[WHAT YOU NEED TO DO]:
1/ According to the Italy food guide, during which months does truffle hunting season run?
2/ Please check each statement against the Italy food guide and answer yes or no, quoting the words that decide it: (a) Gremolata is a blend of parsley, garlic, and lemon zest. (b) Carciofi alla Giudia trace their history to 18th century Rome. (c) In cozze ripiene, the stuffed mussels are tied with kitchen string.

[SOURCE EXTRACT]:

Italy Travel Guide: What to Eat Besides 🍕&🍝

5 things you have to try in Italy!

It’s nearly impossible to think of Italy without dreaming about decadent plates of pasta, baked-to-perfection-pizzas, and an abundance of gelato. But what if I told you there’s more than pizza and pasta to this diverse and delicious country? Read on to discover some of Italy’s best-kept culinary secrets…


Similar to arancini, these fried balls of rice represent one of Italy’s street food staples and come stuffed with fresh mozzarella cheese and occasionally tomato sauce. Often served as an antipasto in pizzerias, they usually appear at outdoor street vendors dotted throughout the streets of Rome. 

Osso Buco

Literally translated into Bone Hole, this meaty dish originates in Milan and aptly named for the exposed bone and marrow in the veal itself. Braised with red wine and vegetables until tender, the meat is topped with gremolata (a blend of parsley, garlic, and lemon zest) and usually served with polenta or risotto.

Carciofi alla Giudia 

These Jewish-style fried artichokes keep one of the best-kept secrets of Roman cuisine, with a deep history originating from 16th century Rome.  The Jewish people in Rome faced segregation to a local ghetto, where they received poor-quality produce. Frying their vegetables became the only sure way of eliminating the bacteria, and thus fried artichokes were born. These crispy treats stand for historical significance and remain very prevalent on menus today throughout Rome. 

Truffle Everything

Bologna, Italy hosts some of the world’s best truffles. So enamored with this fragrant Fungi, Italians named an entire festival, Tartufesta, in its honor. Truffle hunting season runs October through December, and ideal for dedicated foodies who like to work for their supper.

Cozze Ripiene

With humble origins from coastal Puglia, this stuffed mussel dish turns a small dish of mussles into a hearty meal on a budget. The process begins with steaming mussels in a simple broth. Once the mussels steam, they get stuffed with a breadcrumb and cheese mixture and then tied with kitchen string. The mussels cook in a mixture of tomato sauce and the original broth. Feast on these mussels with a hearty side of bread and a large finger dipping bowl nearby – they’re messy, but oh-so-worth-it.

[DATA SECTION]:
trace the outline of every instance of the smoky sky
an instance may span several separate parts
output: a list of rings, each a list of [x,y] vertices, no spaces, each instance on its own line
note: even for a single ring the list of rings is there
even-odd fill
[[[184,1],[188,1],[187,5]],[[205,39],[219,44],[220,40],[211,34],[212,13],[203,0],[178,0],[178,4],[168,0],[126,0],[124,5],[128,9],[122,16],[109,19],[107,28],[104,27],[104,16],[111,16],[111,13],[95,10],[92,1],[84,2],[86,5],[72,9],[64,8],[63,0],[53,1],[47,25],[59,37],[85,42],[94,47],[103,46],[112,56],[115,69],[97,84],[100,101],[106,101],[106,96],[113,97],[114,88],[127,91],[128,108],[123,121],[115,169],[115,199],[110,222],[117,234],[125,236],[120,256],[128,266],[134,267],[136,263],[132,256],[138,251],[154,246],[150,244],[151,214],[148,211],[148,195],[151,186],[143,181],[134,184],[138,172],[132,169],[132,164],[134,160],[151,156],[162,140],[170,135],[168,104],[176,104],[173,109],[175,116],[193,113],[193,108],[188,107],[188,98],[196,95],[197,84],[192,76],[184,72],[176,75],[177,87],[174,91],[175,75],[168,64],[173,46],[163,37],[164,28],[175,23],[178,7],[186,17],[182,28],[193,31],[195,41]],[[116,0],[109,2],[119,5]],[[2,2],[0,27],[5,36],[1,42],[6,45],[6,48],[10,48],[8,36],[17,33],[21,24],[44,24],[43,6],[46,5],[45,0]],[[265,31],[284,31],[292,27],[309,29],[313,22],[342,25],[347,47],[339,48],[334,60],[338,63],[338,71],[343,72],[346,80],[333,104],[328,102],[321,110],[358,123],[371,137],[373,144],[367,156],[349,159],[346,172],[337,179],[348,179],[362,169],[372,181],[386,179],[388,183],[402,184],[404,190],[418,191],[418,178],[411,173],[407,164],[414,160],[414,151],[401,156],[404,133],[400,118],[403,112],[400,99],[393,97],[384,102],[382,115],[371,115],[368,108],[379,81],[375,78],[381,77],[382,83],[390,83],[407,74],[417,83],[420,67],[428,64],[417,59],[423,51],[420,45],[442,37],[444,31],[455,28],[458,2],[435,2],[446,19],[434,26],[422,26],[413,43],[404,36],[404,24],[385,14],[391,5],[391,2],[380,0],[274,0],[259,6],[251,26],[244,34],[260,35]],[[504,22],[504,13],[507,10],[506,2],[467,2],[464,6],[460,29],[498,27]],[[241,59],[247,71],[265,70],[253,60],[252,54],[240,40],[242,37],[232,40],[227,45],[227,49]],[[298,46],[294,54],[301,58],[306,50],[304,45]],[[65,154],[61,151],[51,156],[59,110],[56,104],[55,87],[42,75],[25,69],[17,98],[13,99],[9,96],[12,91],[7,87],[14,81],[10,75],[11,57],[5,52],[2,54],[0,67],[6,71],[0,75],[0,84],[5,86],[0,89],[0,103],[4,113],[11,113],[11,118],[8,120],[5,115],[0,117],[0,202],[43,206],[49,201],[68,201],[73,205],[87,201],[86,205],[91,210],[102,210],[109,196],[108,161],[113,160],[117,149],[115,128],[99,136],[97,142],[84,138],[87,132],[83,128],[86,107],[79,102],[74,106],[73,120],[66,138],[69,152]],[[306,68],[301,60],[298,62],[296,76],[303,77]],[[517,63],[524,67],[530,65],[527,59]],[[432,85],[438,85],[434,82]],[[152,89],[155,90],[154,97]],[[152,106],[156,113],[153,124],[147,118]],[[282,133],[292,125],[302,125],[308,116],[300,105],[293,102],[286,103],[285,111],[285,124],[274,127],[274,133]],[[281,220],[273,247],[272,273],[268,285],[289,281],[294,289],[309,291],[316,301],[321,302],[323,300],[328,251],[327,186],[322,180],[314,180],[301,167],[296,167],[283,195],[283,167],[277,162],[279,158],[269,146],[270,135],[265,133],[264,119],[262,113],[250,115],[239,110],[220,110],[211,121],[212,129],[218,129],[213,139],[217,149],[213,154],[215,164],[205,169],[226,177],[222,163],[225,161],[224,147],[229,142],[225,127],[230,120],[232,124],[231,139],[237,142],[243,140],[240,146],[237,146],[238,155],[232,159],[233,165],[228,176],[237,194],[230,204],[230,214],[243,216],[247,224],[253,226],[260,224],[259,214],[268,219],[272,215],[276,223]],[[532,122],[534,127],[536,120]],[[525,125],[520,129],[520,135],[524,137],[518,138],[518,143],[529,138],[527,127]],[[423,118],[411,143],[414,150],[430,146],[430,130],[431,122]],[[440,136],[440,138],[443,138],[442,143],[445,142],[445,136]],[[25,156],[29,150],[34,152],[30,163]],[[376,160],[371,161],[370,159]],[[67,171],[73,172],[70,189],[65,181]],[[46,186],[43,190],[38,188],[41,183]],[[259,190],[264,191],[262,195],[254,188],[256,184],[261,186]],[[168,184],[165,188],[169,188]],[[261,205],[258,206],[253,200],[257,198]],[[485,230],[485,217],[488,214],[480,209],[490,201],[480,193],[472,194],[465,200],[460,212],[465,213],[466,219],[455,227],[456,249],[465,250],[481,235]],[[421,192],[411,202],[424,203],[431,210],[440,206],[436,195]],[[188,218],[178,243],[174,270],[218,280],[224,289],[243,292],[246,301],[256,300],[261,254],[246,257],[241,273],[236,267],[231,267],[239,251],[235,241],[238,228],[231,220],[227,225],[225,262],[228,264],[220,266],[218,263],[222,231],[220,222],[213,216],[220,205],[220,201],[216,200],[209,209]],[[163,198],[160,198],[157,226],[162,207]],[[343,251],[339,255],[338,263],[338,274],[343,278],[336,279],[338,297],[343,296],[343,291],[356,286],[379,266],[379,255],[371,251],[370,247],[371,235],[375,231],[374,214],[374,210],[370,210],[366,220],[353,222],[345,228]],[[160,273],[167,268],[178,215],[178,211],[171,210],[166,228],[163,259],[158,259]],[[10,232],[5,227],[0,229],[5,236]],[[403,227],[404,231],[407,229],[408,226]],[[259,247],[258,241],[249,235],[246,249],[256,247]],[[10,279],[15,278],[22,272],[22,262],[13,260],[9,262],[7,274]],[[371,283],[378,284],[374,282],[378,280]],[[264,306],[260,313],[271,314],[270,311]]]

[ANSWERS FOR EACH ITEM]:
1/ October through December.

2/
(a) Yes: "gremolata (a blend of parsley, garlic, and lemon zest)"
(b) No: "with a deep history originating from 16th century Rome"
(c) Yes: "they get stuffed with a breadcrumb and cheese mixture and then tied with kitchen string"